**EXERCISE DESCRIPTION:** Starting with the line that contains "Question. Spot each instance of the muddy water" and going on through the last line of the records, give each line as one string in a JSON list, leaving out any blank lines.

**MATERIAL SHOWN:**
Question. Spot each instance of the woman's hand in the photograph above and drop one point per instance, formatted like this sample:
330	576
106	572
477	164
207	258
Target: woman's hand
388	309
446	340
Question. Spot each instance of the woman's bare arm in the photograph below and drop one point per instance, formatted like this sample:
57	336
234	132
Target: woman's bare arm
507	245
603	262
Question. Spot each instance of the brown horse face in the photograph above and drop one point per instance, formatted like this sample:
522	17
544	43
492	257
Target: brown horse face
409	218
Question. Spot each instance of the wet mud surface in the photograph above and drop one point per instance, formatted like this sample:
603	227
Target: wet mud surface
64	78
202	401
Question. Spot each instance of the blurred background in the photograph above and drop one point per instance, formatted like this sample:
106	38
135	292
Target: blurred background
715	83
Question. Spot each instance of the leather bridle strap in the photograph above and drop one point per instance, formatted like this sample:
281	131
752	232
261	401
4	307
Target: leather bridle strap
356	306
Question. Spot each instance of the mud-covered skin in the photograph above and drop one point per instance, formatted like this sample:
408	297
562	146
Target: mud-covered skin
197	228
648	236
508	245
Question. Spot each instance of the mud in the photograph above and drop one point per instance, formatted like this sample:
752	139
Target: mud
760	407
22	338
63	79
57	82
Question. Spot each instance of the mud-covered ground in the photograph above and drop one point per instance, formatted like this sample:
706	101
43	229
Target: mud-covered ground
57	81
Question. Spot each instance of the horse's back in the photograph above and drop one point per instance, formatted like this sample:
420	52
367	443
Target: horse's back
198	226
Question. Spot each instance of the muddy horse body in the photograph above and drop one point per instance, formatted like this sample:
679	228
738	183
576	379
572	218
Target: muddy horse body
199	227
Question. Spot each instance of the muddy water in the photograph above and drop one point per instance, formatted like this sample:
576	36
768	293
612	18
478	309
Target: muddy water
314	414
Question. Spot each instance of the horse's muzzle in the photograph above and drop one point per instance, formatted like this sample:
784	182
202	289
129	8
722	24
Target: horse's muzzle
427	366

**TASK OUTPUT:**
[
  "Question. Spot each instance of the muddy water in the photograph above and drop one point per instance, formatted like this sample:",
  "576\t36",
  "768\t293",
  "612\t18",
  "478\t309",
  "Target: muddy water",
  "314\t414",
  "Question. Spot each instance of the horse's muzzle in the photograph above and drop one point per instance, formatted like this sample:",
  "784\t182",
  "202\t289",
  "129\t8",
  "722\t24",
  "Target: horse's muzzle",
  "427\t366"
]